CBSNews.com posted a slideshow with some commentary called "9 Most Awkward Breastfeeding Situations" that frankly, is just plain irritating.
Under a guise of support, it's still chock-full of misinformation, insinuations that mothers need to hide to be polite, and even the suggestion that your friends and family might be better off not being around you while you nurse. There's even a claim by a doctor, which isn't factually supported.
I told you it was irritating. Let's take a look at CBS' 9 "awkward breastfeeding situations" ....
#1. In Front of Men
CBS' writer seems to think that a woman just drops her top and then puts it all on men to leave if they don't like the sight of her nursing ... if they can tear their eyes away from her apparently mesmerizing, lactating rack. There seems to be some great misunderstanding here that a mother just strips to the waist and bares all to breastfeed and wants people to grin and bare it, as if we stand on a pedestal and announce, "I'M NURSING! LOOK AT ME OR LEAVE!" Sorry folks. We don't expect people to leave -- we just expect them to not stare, which is rude in any situation.
#2. In Public
Well, as we already know, babies just need to eat, CBS, and your suggestion is that people should be discreet in case others are offended. Newsflash: No one is trying to film a porno here, but sometimes some skin is just inevitable. How about asking those people who might be offended just grow the hell up already?

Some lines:
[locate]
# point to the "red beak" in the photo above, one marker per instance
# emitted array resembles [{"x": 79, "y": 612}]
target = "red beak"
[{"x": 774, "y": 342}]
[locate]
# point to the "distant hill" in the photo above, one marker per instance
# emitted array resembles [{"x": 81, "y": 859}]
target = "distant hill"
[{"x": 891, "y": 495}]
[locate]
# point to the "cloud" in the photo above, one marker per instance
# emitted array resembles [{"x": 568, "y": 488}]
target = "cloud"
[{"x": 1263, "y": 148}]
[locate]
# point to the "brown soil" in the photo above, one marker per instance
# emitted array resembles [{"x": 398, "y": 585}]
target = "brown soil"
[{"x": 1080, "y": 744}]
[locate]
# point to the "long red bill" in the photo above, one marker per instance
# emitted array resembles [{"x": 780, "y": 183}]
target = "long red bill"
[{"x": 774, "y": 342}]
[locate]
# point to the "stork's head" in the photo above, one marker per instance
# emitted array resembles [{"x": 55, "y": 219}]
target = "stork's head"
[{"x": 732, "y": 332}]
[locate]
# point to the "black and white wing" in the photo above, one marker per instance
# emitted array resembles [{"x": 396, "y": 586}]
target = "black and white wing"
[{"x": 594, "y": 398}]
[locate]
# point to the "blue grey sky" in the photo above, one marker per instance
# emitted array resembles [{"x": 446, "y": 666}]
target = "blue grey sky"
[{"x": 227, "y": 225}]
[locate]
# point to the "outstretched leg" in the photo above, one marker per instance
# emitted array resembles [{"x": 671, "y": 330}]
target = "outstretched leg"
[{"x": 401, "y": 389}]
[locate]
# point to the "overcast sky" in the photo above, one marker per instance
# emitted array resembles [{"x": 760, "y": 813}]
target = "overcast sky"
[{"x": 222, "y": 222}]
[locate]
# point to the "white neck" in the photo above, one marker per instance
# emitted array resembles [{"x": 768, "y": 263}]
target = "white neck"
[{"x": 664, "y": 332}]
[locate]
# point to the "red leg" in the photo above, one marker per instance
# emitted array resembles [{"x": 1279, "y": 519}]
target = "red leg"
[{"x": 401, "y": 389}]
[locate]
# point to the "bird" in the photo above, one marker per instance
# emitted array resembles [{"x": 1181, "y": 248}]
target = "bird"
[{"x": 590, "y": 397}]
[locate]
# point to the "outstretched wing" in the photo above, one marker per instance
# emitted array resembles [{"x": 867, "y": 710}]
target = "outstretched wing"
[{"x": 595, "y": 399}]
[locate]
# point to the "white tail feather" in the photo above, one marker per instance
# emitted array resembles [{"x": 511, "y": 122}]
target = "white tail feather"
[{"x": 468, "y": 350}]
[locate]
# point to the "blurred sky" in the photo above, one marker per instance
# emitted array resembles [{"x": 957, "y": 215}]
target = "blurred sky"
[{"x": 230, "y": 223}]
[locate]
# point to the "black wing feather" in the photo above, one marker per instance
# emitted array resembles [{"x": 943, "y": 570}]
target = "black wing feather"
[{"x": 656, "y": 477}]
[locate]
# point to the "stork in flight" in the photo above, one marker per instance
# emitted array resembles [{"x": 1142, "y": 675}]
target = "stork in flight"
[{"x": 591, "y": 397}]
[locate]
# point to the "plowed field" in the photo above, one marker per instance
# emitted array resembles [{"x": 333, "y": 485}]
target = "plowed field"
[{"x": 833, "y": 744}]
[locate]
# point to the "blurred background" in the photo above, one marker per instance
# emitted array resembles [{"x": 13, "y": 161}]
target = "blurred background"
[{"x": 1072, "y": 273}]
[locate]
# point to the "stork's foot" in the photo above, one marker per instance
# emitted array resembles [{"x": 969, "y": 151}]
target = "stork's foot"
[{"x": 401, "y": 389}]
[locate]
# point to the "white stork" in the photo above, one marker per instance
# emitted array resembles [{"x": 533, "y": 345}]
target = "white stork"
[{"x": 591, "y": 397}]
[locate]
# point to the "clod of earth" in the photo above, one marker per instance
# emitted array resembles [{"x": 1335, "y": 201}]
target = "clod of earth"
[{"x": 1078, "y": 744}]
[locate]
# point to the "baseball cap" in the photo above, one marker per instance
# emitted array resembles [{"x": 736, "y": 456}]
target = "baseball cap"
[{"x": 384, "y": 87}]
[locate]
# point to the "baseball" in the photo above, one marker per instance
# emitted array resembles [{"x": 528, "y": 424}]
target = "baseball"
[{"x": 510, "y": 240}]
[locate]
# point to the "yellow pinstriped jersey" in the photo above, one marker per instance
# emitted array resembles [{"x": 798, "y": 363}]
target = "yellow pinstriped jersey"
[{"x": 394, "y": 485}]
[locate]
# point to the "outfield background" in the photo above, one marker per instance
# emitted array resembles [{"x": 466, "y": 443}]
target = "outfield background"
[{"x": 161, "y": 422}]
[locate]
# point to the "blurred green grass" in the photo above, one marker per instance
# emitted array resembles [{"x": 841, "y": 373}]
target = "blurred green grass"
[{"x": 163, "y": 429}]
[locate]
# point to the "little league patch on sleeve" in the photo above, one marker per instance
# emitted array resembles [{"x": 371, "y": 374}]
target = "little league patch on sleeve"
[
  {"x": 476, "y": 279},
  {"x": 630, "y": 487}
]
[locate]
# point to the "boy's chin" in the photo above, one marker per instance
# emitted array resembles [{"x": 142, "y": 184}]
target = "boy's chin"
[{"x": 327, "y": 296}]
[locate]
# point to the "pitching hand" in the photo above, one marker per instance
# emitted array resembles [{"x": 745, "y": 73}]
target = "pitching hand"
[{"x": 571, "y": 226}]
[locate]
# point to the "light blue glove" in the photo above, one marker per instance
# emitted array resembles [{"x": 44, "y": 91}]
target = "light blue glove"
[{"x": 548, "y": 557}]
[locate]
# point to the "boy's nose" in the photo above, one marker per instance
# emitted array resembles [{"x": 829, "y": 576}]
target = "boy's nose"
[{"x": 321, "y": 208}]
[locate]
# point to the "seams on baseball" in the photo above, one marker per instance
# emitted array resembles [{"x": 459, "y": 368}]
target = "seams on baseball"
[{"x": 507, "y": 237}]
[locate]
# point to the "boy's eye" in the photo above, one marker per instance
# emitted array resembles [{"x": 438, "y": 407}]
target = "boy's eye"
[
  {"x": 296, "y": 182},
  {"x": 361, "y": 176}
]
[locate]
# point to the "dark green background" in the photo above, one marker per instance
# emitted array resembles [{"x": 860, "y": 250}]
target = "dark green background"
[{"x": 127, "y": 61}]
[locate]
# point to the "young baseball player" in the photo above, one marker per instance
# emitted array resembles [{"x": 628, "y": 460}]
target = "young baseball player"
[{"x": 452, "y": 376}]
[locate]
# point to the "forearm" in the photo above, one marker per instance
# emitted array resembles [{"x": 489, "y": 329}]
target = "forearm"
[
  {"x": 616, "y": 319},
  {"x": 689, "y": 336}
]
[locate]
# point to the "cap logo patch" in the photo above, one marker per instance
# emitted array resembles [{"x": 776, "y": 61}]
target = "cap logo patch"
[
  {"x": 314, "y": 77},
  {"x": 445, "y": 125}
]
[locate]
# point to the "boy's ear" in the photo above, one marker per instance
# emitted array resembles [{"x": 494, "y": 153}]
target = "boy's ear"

[TASK REQUIREMENTS]
- 1) List every fault that the opening of the article on the CBS breastfeeding slideshow says the slideshow is full of or contains.
- 2) Write the next part of the article on the CBS breastfeeding slideshow, starting after its last sentence.

[EXPECTED RESPONSES]
- 1)
- Misinformation
- Insinuations that mothers need to hide to be polite
- The suggestion that friends and family might be better off not being around a mother while she nurses
- A claim by a doctor that isn't factually supported

- 2)
#3. In Church
Mary breastfed Jesus -- there wasn't formula back in those days or electric pumps. And it doesn't get much more natural than using what God gave you to feed your child. The Vatican is even working on getting an image of Mary breastfeeding Jesus back in common circulation. CBS suggests that you have to pay penance for BFing in church and while that may have been an attempt at a clever snippet, it's implications are seriously wrong.
#4. On an Airplane
Who cares what other passengers think? If you bring a baby on a plane most people are going to be annoyed at you anyway. On my recent flight cross-country with my 13-month-old daughter, I was speaking to the wonderful man I sat next to and said something to the effect of not knowing how babies who weren't nursed handled flights. He said simply, "In my experience, they cry."
#5. In Front of Kids
This one they didn't do too badly with, other than to say that MANY mothers worried about the effect nursing has when done in front of children ... which really isn't true. Very few mothers who nurse are concerned about any downside to their other children seeing the natural function of breasts. After all, what's the alternative? They're like other grown ups who can't get past the idea that breasts are toys?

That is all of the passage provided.